> TASK TO CARRY OUT
Omit the pictures, then reproduce every remaining record exactly.

> DATA EXCERPTS
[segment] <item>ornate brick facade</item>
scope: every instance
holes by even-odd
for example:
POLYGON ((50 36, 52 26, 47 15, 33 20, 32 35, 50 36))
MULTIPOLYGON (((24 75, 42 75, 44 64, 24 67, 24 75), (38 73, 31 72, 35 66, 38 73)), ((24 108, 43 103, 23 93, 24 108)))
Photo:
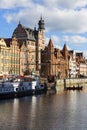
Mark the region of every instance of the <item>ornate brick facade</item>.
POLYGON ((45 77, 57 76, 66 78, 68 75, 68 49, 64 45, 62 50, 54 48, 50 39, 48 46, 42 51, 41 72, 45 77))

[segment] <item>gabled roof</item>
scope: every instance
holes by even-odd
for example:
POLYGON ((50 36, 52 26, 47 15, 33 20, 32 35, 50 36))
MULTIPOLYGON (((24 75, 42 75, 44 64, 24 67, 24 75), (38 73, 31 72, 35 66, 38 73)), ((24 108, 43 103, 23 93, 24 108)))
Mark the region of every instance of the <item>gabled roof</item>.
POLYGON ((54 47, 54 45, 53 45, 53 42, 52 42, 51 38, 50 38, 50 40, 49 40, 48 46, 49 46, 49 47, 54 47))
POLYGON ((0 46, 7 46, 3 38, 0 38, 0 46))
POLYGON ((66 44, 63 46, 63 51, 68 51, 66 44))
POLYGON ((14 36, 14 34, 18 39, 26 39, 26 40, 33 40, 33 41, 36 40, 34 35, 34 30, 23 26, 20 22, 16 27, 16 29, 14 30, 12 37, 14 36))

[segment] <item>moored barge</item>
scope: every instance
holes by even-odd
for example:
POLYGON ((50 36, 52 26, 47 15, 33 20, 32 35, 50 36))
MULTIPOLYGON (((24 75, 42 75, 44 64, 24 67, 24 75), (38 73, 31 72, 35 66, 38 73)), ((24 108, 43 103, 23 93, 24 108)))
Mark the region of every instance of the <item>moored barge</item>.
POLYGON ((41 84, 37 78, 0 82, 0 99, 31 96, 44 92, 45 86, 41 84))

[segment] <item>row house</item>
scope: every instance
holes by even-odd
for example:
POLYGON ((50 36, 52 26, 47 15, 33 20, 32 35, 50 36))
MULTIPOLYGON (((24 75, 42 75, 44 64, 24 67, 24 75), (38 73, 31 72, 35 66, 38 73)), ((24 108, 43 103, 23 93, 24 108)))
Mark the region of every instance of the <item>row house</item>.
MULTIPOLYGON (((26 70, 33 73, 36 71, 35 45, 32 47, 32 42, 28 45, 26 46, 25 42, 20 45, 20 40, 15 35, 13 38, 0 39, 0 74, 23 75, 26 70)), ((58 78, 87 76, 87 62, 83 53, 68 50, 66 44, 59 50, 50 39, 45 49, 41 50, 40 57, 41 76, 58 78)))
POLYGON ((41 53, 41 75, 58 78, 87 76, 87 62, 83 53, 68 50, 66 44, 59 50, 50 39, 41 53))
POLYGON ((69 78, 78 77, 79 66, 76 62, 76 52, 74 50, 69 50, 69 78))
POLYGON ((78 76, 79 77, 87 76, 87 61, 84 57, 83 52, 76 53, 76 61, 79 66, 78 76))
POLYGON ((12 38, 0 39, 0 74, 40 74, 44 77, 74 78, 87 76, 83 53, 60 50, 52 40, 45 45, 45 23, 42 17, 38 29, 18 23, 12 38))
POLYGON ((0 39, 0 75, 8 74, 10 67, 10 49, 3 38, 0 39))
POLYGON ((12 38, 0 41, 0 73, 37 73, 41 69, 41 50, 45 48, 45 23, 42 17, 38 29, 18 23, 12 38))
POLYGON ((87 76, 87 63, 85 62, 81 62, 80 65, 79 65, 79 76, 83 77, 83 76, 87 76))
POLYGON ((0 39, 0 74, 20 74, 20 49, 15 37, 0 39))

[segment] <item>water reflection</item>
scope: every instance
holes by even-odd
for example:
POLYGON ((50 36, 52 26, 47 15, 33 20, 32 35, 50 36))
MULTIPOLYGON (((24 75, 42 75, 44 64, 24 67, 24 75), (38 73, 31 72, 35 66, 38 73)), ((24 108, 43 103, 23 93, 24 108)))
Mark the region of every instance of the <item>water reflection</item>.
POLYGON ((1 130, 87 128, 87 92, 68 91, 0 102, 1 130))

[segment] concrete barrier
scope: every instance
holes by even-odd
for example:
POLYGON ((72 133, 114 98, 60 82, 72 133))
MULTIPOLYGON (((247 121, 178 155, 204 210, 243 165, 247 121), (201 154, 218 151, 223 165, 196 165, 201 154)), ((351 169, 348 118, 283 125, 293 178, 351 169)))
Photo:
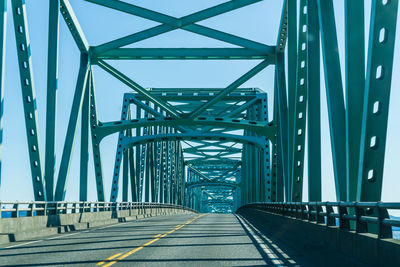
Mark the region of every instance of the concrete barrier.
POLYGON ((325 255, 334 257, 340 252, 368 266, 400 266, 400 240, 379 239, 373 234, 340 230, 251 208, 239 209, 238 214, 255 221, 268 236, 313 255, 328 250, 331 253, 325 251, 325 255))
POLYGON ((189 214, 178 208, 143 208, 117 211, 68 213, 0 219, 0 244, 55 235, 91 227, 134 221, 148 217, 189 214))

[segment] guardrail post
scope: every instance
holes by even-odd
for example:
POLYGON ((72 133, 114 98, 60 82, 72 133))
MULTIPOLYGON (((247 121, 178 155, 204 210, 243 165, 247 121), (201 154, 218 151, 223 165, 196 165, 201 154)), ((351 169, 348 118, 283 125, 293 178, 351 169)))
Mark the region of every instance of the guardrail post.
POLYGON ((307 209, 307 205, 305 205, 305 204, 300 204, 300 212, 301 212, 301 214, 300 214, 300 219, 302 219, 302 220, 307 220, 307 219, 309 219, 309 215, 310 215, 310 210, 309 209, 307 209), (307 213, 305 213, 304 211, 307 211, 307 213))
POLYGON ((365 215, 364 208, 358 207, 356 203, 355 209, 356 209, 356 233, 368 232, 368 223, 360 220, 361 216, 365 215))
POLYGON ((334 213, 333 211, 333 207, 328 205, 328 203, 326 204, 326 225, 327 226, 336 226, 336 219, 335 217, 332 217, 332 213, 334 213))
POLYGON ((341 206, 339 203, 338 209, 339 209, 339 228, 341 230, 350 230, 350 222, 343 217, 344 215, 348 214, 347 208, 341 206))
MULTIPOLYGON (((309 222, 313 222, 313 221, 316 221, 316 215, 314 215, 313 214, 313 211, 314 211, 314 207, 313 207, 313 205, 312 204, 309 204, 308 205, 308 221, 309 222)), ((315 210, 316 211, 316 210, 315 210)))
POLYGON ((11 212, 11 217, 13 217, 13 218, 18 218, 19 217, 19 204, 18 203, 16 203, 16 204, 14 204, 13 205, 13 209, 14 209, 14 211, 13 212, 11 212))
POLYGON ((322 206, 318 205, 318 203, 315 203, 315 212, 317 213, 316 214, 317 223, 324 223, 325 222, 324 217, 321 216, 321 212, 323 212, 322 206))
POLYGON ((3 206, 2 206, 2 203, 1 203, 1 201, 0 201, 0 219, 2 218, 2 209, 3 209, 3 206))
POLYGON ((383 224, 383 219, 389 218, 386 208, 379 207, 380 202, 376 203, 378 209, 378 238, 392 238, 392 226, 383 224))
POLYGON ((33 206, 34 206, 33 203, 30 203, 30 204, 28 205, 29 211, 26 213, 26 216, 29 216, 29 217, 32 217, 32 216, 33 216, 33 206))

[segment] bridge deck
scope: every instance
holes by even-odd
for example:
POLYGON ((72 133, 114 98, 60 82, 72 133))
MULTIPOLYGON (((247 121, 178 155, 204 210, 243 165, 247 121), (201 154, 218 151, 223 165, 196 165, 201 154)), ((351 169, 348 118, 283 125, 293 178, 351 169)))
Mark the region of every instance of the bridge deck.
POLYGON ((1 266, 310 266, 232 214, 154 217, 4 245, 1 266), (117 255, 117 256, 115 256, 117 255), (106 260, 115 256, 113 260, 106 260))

> ANSWER TO THIS EXERCISE
[segment] <item>ornate brick facade</item>
scope: every instance
holes by even-odd
for example:
POLYGON ((50 36, 52 26, 47 15, 33 20, 32 35, 50 36))
MULTIPOLYGON (((24 75, 42 75, 44 64, 24 67, 24 75), (38 73, 31 72, 35 66, 38 73)), ((24 108, 43 103, 23 93, 24 108)))
Photo:
Mark the region of every instance of the <item>ornate brick facade</item>.
POLYGON ((45 77, 57 76, 66 78, 68 75, 68 49, 64 45, 62 50, 54 48, 50 39, 48 46, 42 51, 41 72, 45 77))

[segment] <item>gabled roof</item>
scope: every instance
holes by even-odd
for example:
POLYGON ((50 36, 52 26, 47 15, 33 20, 32 35, 50 36))
MULTIPOLYGON (((24 75, 42 75, 44 64, 24 67, 24 75), (38 73, 31 72, 35 66, 38 73)), ((24 108, 43 103, 23 93, 24 108)))
Mark the region of every instance of the <item>gabled roof</item>.
POLYGON ((54 47, 54 45, 53 45, 53 42, 52 42, 51 38, 50 38, 50 40, 49 40, 48 46, 49 46, 49 47, 54 47))
POLYGON ((0 46, 7 46, 3 38, 0 38, 0 46))
POLYGON ((66 44, 63 46, 63 51, 68 51, 66 44))
POLYGON ((14 36, 14 34, 18 39, 26 39, 26 40, 33 40, 33 41, 36 40, 34 35, 34 30, 23 26, 20 22, 16 27, 16 29, 14 30, 12 37, 14 36))

[segment] <item>moored barge</item>
scope: every instance
holes by even-odd
for example:
POLYGON ((50 36, 52 26, 47 15, 33 20, 32 35, 50 36))
MULTIPOLYGON (((24 75, 42 75, 44 64, 24 67, 24 75), (38 73, 31 72, 35 66, 38 73)), ((24 108, 43 103, 23 93, 24 108)))
Mark the region of every instance of the <item>moored barge</item>.
POLYGON ((41 84, 37 78, 0 82, 0 99, 31 96, 44 92, 45 86, 41 84))

[segment] <item>row house</item>
scope: every instance
holes by even-odd
for example:
POLYGON ((50 36, 52 26, 47 15, 33 20, 32 35, 50 36))
MULTIPOLYGON (((24 75, 42 75, 44 64, 24 67, 24 75), (38 73, 31 72, 35 66, 38 73)), ((24 108, 43 103, 23 93, 24 108)))
Mark the region of every instance of the <item>row house</item>.
MULTIPOLYGON (((26 70, 33 73, 36 71, 35 45, 32 47, 32 42, 28 45, 26 46, 25 42, 20 45, 20 40, 15 35, 13 38, 0 39, 0 74, 23 75, 26 70)), ((58 78, 87 76, 87 62, 83 53, 68 50, 66 44, 59 50, 50 39, 45 49, 41 50, 40 57, 41 76, 58 78)))
POLYGON ((41 53, 41 75, 58 78, 87 76, 87 62, 83 53, 68 50, 66 44, 59 50, 50 39, 41 53))
POLYGON ((69 78, 78 77, 79 66, 76 62, 76 52, 74 50, 69 50, 69 78))
POLYGON ((78 76, 79 77, 87 76, 87 61, 84 57, 83 52, 76 53, 76 61, 79 66, 78 76))
POLYGON ((12 38, 0 39, 0 74, 40 74, 44 77, 74 78, 87 76, 83 53, 60 50, 52 40, 45 45, 45 23, 42 17, 38 29, 18 23, 12 38))
POLYGON ((0 39, 0 75, 8 74, 10 67, 10 49, 3 38, 0 39))
POLYGON ((12 38, 0 41, 0 73, 37 73, 41 69, 41 50, 45 48, 45 23, 42 17, 38 29, 18 23, 12 38))
POLYGON ((87 76, 87 63, 85 62, 81 62, 80 65, 79 65, 79 76, 83 77, 83 76, 87 76))
POLYGON ((0 39, 0 74, 20 74, 20 49, 15 37, 0 39))

[segment] <item>water reflection</item>
scope: every instance
holes by even-odd
for example:
POLYGON ((50 36, 52 26, 47 15, 33 20, 32 35, 50 36))
MULTIPOLYGON (((24 75, 42 75, 44 64, 24 67, 24 75), (38 73, 31 72, 35 66, 38 73)), ((24 108, 43 103, 23 93, 24 108)))
Mark the region of every instance of the <item>water reflection</item>.
POLYGON ((1 130, 87 128, 87 92, 68 91, 0 102, 1 130))

[segment] concrete barrier
scope: every instance
holes by even-odd
for example:
POLYGON ((72 133, 114 98, 60 82, 72 133))
MULTIPOLYGON (((247 121, 178 155, 204 210, 243 165, 247 121), (201 154, 218 151, 223 165, 196 165, 201 154)), ((351 169, 348 118, 283 125, 293 178, 351 169)))
Photo:
Mark the region of every instance of the concrete barrier.
POLYGON ((325 255, 334 257, 340 252, 368 266, 400 266, 400 240, 379 239, 373 234, 340 230, 251 208, 239 209, 238 214, 255 221, 268 236, 313 255, 328 250, 331 253, 325 251, 325 255))
POLYGON ((189 214, 178 208, 143 208, 117 211, 68 213, 0 219, 0 244, 55 235, 91 227, 134 221, 148 217, 189 214))

[segment] guardrail post
scope: every instance
holes by even-odd
for example:
POLYGON ((72 133, 114 98, 60 82, 72 133))
MULTIPOLYGON (((247 121, 178 155, 204 210, 243 165, 247 121), (201 154, 218 151, 223 165, 196 165, 201 154)), ((351 169, 348 118, 283 125, 293 178, 351 169)))
Mark the region of every instance of the guardrail post.
POLYGON ((307 209, 307 205, 305 205, 305 204, 300 204, 300 212, 301 212, 301 214, 300 214, 300 219, 302 219, 302 220, 307 220, 307 219, 309 219, 309 215, 310 215, 310 210, 309 209, 307 209), (307 213, 305 213, 304 211, 307 211, 307 213))
POLYGON ((365 215, 364 208, 358 207, 356 203, 355 209, 356 209, 356 233, 368 232, 368 223, 360 220, 361 216, 365 215))
POLYGON ((334 213, 333 211, 333 207, 328 205, 328 203, 326 204, 326 225, 327 226, 336 226, 336 219, 335 217, 332 217, 332 213, 334 213))
POLYGON ((341 206, 339 203, 338 209, 339 209, 339 228, 341 230, 350 230, 350 222, 343 217, 344 215, 348 214, 347 208, 341 206))
MULTIPOLYGON (((309 222, 313 222, 313 221, 316 221, 316 215, 314 215, 313 214, 313 211, 314 211, 314 207, 313 207, 313 205, 312 204, 309 204, 308 205, 308 221, 309 222)), ((315 210, 316 211, 316 210, 315 210)))
POLYGON ((11 212, 11 217, 13 217, 13 218, 18 218, 19 217, 19 204, 18 203, 16 203, 16 204, 14 204, 13 205, 13 209, 14 209, 14 211, 13 212, 11 212))
POLYGON ((322 206, 318 205, 318 203, 315 203, 315 212, 317 213, 316 214, 317 223, 324 223, 325 222, 324 217, 321 216, 321 212, 323 212, 322 206))
POLYGON ((3 206, 2 206, 2 203, 1 203, 1 201, 0 201, 0 219, 2 218, 2 209, 3 209, 3 206))
POLYGON ((383 224, 383 219, 389 218, 386 208, 379 207, 380 202, 376 203, 378 209, 378 238, 392 238, 392 226, 383 224))
POLYGON ((33 206, 34 206, 33 203, 30 203, 30 204, 28 205, 29 211, 26 213, 26 216, 29 216, 29 217, 32 217, 32 216, 33 216, 33 206))

[segment] bridge deck
scope: every instance
holes by even-odd
for example:
POLYGON ((72 133, 114 98, 60 82, 72 133))
MULTIPOLYGON (((247 121, 178 155, 204 210, 243 165, 247 121), (201 154, 218 151, 223 165, 196 165, 201 154)), ((351 169, 348 118, 283 125, 293 178, 351 169)))
Mark the region of every instance of the bridge deck.
POLYGON ((1 266, 310 266, 232 214, 154 217, 4 245, 1 266), (117 255, 117 256, 115 256, 117 255), (106 260, 115 256, 113 260, 106 260))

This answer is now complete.